● **Problem description**
Turn every line of the records below into a JSON list of strings, one string per line, leaving out blank lines.

Records taken from a collection
□ □ □ □ □ □ □

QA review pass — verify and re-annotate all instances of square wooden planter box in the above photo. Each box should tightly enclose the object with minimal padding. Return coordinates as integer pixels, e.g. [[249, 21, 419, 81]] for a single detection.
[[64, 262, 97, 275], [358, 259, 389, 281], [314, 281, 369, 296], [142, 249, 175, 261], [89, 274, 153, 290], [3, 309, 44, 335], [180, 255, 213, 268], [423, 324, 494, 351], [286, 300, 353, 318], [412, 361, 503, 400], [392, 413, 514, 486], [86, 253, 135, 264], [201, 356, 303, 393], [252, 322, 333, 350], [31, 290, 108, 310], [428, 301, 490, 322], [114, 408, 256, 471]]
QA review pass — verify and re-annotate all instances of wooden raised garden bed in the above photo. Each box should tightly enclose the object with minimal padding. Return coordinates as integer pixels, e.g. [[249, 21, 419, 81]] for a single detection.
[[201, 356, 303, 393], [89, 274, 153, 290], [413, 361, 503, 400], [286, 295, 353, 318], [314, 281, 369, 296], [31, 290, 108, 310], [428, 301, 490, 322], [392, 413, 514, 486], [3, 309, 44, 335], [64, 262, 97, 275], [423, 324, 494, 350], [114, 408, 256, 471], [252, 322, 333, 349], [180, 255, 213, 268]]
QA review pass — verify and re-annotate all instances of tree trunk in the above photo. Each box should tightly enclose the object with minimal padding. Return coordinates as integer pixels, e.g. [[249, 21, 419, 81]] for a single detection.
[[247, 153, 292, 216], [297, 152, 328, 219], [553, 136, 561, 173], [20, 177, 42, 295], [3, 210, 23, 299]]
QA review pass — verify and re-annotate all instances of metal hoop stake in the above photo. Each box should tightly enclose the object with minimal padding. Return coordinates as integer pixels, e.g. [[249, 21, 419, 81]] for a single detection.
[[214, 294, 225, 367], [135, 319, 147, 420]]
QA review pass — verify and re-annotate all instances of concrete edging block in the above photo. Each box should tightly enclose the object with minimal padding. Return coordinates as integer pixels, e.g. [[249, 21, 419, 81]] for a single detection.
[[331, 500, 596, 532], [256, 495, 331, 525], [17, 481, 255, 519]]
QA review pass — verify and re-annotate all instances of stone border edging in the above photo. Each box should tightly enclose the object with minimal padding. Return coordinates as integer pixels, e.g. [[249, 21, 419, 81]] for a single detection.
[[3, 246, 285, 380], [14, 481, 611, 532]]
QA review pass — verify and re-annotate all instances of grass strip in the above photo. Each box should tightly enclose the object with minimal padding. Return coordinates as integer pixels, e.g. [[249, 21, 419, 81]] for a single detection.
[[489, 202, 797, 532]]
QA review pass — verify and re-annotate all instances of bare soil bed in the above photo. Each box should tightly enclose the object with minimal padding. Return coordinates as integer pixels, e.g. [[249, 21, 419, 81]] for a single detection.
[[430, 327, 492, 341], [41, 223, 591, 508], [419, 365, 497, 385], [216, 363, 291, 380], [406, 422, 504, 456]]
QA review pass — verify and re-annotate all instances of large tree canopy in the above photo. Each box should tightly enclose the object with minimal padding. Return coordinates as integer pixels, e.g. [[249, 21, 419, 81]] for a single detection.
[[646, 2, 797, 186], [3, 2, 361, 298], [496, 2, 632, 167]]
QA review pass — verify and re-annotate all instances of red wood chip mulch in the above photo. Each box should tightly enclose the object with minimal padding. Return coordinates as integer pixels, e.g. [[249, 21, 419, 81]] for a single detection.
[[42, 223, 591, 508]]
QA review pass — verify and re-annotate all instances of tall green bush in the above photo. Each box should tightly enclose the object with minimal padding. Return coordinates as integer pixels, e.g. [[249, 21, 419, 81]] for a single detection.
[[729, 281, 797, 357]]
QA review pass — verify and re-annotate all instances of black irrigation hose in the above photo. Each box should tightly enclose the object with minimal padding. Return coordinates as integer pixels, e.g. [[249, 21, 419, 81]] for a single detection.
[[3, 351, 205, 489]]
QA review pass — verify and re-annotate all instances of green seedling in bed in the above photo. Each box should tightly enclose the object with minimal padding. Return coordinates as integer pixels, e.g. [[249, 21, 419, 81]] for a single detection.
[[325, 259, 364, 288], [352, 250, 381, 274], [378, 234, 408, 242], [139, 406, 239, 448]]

□ □ □ □ □ □ □

● **Solved exercise**
[
  "QA review pass — verify and re-annotate all instances of square wooden planter box in the above photo. Each box should tightly enclose the object with minimal padding. Return coordinates as integer pixels, e.g. [[249, 21, 419, 81]] for a single detection.",
  "[[64, 262, 97, 275], [358, 259, 389, 281], [314, 281, 369, 296], [142, 249, 175, 261], [89, 274, 153, 290], [3, 309, 44, 335], [180, 255, 213, 268], [423, 324, 494, 351], [286, 300, 353, 318], [412, 361, 503, 400], [392, 413, 514, 486], [86, 253, 135, 264], [201, 356, 303, 393], [252, 322, 333, 350], [31, 290, 108, 310], [428, 301, 490, 322], [114, 408, 256, 471]]",
  "QA review pass — verify and re-annotate all instances of wooden raised garden bed in the above photo. Each box should tightly enclose the object with minimal padding. Return coordinates as integer pixels, e.g. [[249, 21, 419, 81]] for a single detection.",
  "[[201, 356, 303, 393], [89, 274, 153, 290], [413, 361, 503, 400], [286, 295, 353, 318], [314, 281, 369, 296], [31, 290, 108, 310], [428, 301, 490, 322], [392, 413, 514, 486], [3, 309, 44, 335], [64, 262, 97, 275], [423, 324, 494, 350], [114, 408, 256, 471], [252, 322, 333, 349], [180, 255, 213, 268]]",
  "QA review pass — verify and re-annotate all instances of tree trunk in the above photo. Each box should tightly enclose the object with minimal padding. Return coordinates as integer pixels, e.g. [[249, 21, 419, 81]] for a single detection.",
  "[[247, 153, 292, 216], [297, 152, 328, 219], [553, 136, 561, 173], [20, 177, 42, 295], [3, 210, 23, 299]]",
  "QA review pass — verify and re-annotate all instances of metal hoop stake in the above photo. Each box should tightly enclose the object with minimal padding. Return coordinates as integer pixels, e.g. [[249, 21, 419, 81]] for a single detection.",
  "[[214, 294, 225, 367], [135, 319, 147, 420]]",
  "QA review pass — verify and re-annotate all instances of concrete edging block in the above photo. Each box should tightly enclose the object with minimal padding. Return coordinates as integer pixels, e.g. [[249, 21, 419, 81]] for a single detection.",
  "[[331, 500, 596, 532], [256, 495, 331, 525], [17, 481, 255, 519]]",
  "QA review pass — verify and re-annotate all instances of stone border edging in the above photo. Each box should tightly enclose the object with minimal padding. Return coordinates as integer pixels, e.g. [[249, 21, 419, 81]] for a single detection.",
  "[[3, 246, 285, 380], [14, 481, 611, 532]]",
  "QA review pass — verify and re-annotate all instances of grass strip in the above photo. Each box should tightly enclose the object with minimal padding. Return coordinates as integer pixels, e.g. [[249, 21, 419, 81]] for a single detection.",
  "[[489, 202, 797, 532]]",
  "QA review pass — verify and re-annotate all instances of bare soil bed in the above photo. Each box should tightly enclose the object with minimal padding. Return coordinates as integer pixels, e.g. [[249, 21, 419, 81]] for a single detection.",
  "[[430, 327, 492, 341], [41, 223, 591, 508], [419, 365, 497, 385], [216, 363, 291, 380], [406, 422, 504, 456]]",
  "QA review pass — verify and re-annotate all instances of large tree canopy in the above photo. Each box should tightly enclose the object with minimal padding. Return coordinates as integer pixels, e.g. [[249, 21, 419, 81]] for a single detection.",
  "[[646, 2, 797, 186], [3, 2, 361, 298], [496, 2, 632, 167]]",
  "QA review pass — verify and re-annotate all instances of red wood chip mulch in the above photo. Each box should tightly enclose the object with minimal padding. Return coordinates as integer pixels, e.g. [[249, 21, 419, 81]] for a single detection.",
  "[[42, 223, 591, 508]]",
  "QA review pass — verify and re-annotate all instances of tall green bush in the above photo. Each box should tightly enclose the object with minimal padding. Return coordinates as integer pixels, e.g. [[249, 21, 419, 81]] for a single detection.",
  "[[729, 281, 797, 357]]",
  "QA review pass — verify and re-annotate all instances of black irrigation hose in the above photo. Each box should tightly enclose the object with minimal padding. Return coordinates as integer pixels, e.g. [[249, 21, 419, 81]] for a single detection.",
  "[[3, 351, 205, 489]]",
  "QA review pass — verify and re-annotate all instances of green seedling in bed in the above photo. Each box should tightly enclose the object with minimal padding. Return coordinates as integer pixels, e.g. [[249, 21, 419, 81]] for a single detection.",
  "[[325, 259, 364, 288], [352, 250, 381, 274], [378, 234, 408, 242], [139, 406, 239, 448]]"
]